● Records to use

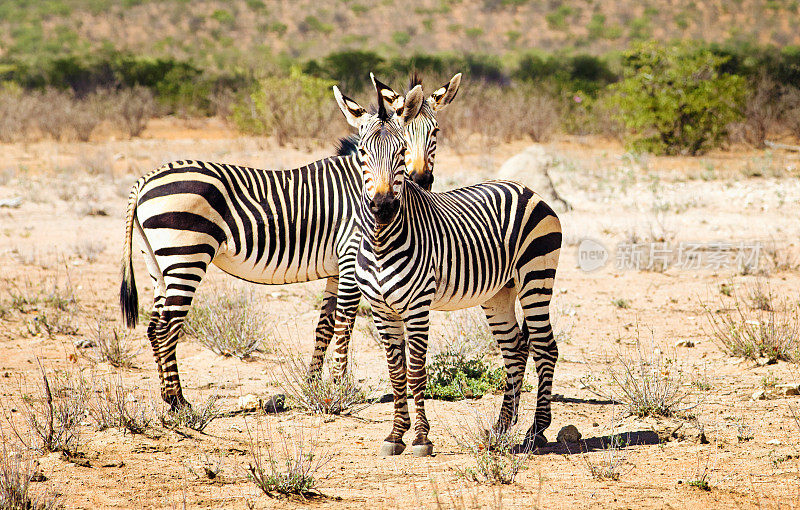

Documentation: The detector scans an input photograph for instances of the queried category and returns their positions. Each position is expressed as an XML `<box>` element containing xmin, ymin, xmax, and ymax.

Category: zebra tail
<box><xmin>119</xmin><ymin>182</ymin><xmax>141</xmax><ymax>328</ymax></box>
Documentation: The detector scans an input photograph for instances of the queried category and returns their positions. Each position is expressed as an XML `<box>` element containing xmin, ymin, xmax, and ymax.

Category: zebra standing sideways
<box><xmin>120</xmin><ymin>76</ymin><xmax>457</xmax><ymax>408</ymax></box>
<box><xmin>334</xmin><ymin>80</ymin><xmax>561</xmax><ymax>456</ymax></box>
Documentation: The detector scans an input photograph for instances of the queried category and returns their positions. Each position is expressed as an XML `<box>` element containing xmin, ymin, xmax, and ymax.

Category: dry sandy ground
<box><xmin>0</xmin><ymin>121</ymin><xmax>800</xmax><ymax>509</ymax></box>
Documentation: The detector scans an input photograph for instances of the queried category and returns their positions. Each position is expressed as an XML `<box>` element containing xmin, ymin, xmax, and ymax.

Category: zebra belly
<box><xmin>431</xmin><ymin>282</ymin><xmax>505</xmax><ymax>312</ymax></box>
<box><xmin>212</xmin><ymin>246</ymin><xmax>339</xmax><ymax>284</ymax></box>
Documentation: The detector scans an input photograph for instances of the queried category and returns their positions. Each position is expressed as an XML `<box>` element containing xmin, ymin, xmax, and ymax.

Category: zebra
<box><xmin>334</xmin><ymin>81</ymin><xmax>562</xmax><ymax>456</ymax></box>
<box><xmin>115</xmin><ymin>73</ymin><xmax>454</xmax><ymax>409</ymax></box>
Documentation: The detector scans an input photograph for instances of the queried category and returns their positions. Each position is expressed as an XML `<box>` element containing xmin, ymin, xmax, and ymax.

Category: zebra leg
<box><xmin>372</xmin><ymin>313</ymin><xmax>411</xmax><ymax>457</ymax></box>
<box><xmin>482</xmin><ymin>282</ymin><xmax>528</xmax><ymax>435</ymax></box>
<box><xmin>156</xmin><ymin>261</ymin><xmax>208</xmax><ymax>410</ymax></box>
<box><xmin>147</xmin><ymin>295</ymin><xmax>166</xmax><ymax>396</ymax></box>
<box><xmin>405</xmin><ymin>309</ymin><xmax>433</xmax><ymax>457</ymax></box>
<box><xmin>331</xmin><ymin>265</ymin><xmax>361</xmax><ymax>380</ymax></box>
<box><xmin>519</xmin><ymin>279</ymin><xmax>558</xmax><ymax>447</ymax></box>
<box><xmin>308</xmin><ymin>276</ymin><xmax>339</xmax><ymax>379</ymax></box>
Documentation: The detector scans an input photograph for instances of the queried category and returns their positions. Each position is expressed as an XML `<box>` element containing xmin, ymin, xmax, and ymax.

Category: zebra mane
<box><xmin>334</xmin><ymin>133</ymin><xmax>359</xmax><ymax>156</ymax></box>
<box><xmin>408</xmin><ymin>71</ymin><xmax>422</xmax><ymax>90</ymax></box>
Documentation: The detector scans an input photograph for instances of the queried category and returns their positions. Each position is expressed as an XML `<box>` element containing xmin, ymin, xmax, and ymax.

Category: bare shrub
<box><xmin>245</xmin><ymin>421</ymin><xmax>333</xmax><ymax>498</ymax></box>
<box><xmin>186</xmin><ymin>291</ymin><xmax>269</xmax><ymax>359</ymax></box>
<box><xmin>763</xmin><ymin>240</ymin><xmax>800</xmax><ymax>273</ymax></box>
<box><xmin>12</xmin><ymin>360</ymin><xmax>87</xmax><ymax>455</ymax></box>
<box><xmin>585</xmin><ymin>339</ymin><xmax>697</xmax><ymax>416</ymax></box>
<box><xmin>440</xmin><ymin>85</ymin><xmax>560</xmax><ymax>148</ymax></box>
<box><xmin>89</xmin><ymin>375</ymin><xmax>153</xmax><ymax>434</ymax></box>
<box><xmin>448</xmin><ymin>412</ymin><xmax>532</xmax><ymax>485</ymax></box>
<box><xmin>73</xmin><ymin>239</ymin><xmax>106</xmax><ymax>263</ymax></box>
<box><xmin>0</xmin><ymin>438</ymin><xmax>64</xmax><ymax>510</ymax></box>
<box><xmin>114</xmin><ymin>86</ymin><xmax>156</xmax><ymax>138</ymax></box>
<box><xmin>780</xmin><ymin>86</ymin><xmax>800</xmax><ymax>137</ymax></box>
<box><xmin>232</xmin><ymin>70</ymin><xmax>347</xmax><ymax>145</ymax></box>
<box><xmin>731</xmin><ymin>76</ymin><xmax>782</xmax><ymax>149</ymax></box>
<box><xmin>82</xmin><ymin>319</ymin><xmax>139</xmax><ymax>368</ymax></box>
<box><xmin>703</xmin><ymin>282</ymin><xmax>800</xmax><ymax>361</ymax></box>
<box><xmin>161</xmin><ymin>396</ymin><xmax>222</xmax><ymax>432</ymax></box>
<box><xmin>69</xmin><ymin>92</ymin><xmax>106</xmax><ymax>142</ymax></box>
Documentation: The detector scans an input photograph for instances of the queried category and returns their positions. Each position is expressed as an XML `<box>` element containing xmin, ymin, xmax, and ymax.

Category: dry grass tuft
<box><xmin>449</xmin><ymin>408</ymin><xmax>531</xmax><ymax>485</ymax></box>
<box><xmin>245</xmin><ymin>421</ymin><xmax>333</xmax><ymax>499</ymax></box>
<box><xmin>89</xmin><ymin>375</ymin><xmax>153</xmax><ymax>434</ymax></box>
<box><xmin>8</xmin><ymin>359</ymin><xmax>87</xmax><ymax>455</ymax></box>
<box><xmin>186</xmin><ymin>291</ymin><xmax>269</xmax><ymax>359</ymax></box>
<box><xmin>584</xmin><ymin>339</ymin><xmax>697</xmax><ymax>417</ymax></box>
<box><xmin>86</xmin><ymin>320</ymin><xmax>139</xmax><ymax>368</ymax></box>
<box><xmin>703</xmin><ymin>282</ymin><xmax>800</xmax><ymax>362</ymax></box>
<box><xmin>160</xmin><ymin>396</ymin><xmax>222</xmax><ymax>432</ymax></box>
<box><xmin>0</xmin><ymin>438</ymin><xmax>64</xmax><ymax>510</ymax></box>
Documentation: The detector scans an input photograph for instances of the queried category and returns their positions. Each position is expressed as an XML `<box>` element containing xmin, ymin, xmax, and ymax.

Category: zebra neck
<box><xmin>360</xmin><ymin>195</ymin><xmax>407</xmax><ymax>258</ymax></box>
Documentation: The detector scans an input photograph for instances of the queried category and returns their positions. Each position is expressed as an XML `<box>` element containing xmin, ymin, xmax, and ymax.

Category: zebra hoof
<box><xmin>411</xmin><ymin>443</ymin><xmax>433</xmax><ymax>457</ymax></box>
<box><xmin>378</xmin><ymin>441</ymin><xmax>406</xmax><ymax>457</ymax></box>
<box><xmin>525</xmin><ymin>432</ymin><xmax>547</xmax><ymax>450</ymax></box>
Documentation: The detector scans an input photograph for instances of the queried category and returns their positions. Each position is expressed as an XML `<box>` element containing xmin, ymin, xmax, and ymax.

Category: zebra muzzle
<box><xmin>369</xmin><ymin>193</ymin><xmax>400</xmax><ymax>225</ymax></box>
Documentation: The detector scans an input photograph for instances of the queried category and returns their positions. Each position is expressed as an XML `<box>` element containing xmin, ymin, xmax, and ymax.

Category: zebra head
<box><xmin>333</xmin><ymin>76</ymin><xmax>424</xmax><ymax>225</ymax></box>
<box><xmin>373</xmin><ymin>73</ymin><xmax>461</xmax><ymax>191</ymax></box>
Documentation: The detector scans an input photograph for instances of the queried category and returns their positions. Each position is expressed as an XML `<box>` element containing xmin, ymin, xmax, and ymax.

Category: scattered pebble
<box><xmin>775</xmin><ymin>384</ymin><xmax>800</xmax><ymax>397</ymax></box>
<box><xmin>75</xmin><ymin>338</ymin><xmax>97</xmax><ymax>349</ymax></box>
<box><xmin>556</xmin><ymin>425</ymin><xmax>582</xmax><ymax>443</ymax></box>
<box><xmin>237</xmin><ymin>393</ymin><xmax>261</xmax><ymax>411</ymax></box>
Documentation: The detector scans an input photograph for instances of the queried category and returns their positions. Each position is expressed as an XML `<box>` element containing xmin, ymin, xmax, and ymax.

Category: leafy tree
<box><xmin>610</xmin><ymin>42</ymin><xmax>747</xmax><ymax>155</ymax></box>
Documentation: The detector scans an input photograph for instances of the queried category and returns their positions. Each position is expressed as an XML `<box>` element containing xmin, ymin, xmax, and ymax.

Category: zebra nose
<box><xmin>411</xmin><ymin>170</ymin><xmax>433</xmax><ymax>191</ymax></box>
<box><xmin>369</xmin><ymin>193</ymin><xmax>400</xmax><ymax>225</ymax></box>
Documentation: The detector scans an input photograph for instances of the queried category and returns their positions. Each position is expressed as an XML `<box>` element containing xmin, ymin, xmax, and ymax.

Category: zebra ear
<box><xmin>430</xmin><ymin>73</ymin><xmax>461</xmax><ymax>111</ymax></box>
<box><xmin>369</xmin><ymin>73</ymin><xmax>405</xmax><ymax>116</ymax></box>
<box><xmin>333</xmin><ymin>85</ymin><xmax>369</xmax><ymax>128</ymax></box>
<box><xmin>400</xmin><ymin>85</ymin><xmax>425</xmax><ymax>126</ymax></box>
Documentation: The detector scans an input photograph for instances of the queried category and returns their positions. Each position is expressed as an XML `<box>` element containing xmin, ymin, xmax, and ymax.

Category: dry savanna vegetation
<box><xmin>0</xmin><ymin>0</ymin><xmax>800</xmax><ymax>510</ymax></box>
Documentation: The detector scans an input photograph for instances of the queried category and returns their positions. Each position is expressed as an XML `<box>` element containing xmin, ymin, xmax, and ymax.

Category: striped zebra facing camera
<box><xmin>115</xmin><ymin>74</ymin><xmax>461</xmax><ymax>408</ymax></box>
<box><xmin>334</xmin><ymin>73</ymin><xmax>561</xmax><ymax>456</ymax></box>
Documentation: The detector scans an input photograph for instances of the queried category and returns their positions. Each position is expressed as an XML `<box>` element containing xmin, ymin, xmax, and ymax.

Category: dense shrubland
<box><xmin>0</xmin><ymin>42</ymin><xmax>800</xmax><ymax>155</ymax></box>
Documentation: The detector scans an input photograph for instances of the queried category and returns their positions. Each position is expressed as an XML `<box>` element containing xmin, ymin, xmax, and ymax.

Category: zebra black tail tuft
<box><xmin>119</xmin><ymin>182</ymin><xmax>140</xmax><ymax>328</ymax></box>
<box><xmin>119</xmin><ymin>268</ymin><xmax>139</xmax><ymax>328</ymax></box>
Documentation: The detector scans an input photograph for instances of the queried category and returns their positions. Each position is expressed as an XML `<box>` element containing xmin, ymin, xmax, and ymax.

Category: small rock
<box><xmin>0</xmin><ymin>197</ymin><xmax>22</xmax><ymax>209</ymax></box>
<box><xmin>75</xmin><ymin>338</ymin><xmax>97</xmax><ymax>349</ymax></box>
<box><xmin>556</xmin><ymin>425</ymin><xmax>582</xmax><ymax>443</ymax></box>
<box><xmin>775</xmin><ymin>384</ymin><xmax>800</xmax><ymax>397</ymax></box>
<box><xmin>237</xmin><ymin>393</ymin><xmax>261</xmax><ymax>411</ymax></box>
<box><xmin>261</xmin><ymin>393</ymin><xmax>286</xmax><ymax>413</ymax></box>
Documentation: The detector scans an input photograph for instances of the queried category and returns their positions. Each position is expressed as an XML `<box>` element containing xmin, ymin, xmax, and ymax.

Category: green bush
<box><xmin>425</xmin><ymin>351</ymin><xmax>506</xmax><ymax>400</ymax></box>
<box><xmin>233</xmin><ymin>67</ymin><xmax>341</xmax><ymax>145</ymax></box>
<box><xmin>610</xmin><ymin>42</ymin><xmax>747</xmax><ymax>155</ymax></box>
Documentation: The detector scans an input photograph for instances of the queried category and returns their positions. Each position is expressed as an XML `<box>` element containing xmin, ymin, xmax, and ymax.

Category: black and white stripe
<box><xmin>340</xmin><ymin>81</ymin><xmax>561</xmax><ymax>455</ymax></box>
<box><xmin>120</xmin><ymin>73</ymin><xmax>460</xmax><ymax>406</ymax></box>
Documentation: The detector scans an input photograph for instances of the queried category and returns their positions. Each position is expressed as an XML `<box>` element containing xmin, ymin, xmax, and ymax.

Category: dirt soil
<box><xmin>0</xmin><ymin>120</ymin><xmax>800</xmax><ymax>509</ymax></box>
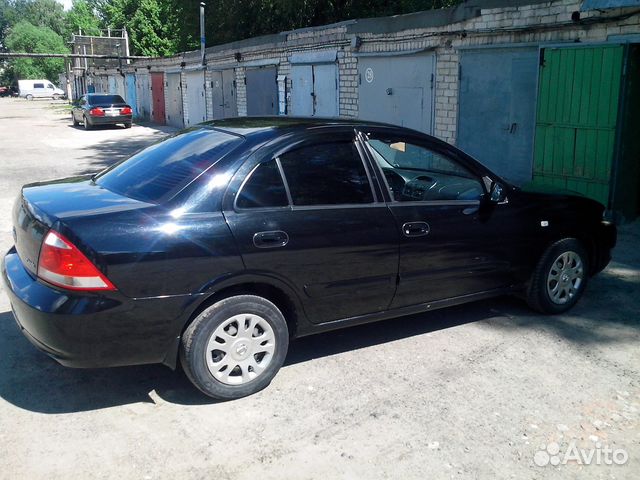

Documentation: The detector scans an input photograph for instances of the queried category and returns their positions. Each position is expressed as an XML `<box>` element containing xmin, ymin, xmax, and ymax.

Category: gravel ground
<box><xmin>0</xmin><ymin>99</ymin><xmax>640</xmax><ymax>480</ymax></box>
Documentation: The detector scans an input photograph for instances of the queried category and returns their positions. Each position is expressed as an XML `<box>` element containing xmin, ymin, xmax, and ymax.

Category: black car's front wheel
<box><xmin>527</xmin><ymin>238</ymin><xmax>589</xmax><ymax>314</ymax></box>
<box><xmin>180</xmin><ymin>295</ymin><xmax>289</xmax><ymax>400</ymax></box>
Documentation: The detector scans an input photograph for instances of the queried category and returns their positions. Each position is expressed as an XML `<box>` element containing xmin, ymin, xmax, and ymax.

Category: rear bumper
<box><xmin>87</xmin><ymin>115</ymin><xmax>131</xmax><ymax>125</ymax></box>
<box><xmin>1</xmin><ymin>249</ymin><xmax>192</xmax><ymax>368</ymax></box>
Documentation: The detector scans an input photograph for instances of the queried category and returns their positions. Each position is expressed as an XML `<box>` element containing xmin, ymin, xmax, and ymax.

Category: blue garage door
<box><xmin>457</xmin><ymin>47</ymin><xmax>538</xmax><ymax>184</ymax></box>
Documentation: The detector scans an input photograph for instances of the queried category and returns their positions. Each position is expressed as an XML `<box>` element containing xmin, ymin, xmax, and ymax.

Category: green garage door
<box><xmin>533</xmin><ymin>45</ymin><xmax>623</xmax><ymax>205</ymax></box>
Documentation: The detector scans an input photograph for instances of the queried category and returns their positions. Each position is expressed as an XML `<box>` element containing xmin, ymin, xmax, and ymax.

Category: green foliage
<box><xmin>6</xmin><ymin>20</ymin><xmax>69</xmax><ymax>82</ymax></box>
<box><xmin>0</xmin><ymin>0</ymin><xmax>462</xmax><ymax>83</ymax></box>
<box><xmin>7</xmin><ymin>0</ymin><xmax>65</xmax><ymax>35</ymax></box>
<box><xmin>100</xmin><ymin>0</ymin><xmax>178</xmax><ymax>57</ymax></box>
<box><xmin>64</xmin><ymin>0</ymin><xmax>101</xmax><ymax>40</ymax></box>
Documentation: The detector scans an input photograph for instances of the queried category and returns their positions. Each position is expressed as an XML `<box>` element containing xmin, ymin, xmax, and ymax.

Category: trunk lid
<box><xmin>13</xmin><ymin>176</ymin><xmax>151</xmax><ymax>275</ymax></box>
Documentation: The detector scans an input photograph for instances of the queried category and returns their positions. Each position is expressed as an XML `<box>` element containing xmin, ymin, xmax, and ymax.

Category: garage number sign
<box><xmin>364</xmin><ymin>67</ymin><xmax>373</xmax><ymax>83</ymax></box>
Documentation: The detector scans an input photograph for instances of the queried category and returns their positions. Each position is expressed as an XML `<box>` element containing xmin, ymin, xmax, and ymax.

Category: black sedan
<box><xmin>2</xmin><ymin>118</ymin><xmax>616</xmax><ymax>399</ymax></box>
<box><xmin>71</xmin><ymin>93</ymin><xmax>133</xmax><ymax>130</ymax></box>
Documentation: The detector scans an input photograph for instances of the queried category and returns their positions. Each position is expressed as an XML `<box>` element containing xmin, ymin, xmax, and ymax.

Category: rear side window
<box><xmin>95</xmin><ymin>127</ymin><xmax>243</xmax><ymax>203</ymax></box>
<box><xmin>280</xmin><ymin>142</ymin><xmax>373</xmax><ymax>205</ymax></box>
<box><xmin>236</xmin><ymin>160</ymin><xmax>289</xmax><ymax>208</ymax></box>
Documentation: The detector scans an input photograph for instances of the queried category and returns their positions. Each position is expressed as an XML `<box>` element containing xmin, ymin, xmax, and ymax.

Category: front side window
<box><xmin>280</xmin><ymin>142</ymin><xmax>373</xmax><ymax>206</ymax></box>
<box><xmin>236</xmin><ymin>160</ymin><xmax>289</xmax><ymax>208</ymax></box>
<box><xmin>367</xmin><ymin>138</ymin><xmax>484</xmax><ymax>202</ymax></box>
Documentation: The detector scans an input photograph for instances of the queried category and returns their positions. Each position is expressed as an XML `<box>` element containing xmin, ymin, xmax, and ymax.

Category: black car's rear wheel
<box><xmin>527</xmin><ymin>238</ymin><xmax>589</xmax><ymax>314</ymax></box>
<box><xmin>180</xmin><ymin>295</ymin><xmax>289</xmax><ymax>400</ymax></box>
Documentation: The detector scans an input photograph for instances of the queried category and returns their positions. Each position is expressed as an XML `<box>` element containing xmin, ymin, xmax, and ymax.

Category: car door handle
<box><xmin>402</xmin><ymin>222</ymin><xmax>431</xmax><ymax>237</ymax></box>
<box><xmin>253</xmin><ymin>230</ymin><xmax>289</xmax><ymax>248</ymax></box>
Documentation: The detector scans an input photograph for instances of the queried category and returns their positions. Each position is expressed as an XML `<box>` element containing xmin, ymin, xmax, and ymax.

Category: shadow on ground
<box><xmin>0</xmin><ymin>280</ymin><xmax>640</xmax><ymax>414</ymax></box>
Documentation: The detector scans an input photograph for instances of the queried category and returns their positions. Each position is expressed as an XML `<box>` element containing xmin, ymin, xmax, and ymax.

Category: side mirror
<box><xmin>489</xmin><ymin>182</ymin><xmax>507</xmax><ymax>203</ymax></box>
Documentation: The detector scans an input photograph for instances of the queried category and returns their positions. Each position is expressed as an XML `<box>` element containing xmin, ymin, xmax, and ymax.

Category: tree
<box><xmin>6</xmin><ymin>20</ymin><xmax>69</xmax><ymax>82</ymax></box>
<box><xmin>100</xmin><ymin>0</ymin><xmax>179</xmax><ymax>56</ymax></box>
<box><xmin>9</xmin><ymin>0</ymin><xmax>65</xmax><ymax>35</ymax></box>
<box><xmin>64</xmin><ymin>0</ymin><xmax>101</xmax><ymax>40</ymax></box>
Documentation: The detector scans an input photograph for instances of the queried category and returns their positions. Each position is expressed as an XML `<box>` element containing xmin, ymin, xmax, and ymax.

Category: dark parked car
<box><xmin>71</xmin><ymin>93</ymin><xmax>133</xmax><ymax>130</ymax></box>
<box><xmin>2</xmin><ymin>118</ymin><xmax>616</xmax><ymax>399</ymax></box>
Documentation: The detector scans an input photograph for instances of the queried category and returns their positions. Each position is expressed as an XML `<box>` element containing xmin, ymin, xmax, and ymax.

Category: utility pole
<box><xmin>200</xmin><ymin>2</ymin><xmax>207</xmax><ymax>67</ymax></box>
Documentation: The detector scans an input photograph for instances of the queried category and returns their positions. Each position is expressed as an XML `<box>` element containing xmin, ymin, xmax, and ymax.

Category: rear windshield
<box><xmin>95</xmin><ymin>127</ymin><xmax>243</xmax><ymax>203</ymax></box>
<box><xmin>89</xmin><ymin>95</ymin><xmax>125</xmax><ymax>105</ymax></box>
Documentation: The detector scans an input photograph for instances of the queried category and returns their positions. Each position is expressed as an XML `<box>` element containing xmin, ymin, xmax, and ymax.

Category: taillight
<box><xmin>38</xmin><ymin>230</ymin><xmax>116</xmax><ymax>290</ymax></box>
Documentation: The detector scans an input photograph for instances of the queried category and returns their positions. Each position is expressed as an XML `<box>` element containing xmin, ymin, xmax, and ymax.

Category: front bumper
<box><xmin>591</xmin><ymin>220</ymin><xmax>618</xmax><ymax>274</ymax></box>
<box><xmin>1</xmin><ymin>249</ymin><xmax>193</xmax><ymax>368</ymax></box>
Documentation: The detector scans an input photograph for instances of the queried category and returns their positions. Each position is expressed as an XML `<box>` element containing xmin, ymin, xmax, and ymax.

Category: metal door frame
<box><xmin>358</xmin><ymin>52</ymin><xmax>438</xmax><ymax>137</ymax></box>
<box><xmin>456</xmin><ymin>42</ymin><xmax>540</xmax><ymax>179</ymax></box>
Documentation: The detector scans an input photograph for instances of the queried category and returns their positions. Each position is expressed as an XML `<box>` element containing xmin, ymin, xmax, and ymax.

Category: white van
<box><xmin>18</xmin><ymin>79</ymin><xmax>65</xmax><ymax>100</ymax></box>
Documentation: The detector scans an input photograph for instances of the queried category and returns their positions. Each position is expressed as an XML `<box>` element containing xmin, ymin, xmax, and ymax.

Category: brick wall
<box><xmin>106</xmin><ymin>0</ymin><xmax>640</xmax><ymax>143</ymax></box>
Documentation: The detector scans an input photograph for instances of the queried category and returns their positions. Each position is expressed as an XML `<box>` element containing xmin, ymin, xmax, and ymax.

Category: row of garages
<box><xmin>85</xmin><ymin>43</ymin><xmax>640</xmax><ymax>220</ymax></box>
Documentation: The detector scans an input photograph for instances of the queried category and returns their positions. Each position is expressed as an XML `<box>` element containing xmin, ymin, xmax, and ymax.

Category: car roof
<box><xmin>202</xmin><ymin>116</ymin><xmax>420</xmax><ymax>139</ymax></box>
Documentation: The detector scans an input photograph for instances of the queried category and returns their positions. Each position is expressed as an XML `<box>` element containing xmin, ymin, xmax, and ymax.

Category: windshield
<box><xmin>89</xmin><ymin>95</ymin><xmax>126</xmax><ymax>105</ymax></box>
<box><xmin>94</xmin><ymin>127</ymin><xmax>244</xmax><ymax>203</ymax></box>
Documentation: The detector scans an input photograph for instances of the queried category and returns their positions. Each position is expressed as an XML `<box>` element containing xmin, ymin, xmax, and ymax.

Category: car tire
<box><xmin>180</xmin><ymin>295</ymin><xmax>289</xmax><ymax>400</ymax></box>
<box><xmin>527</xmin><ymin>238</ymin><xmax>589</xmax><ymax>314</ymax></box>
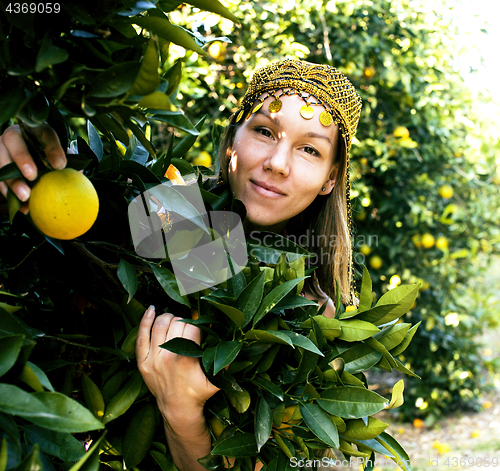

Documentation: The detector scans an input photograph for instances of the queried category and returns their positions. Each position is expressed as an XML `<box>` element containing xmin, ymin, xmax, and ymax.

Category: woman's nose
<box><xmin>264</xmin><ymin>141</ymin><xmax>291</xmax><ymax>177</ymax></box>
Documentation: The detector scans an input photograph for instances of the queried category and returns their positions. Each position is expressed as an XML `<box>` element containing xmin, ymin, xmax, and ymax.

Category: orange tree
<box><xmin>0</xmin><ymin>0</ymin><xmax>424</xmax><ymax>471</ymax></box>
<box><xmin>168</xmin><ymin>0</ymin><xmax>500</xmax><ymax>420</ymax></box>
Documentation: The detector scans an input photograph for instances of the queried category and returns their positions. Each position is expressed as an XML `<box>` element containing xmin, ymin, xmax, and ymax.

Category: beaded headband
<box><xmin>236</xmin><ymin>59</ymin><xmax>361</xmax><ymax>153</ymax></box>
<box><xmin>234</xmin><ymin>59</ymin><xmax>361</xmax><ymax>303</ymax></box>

● What to produce
Begin at the start of the data and stop after the line containing "Category: zebra tail". Reproduce those lines with "photograph" swapped for "image", leaving everything else unchanged and omitting the pictures.

● Solved problem
Documentation: The detector scans an input image for instances of the queried category and returns their positions. Each position is expressed as an XML `<box>` element containing xmin, ymin, xmax, and ymax.

Category: zebra tail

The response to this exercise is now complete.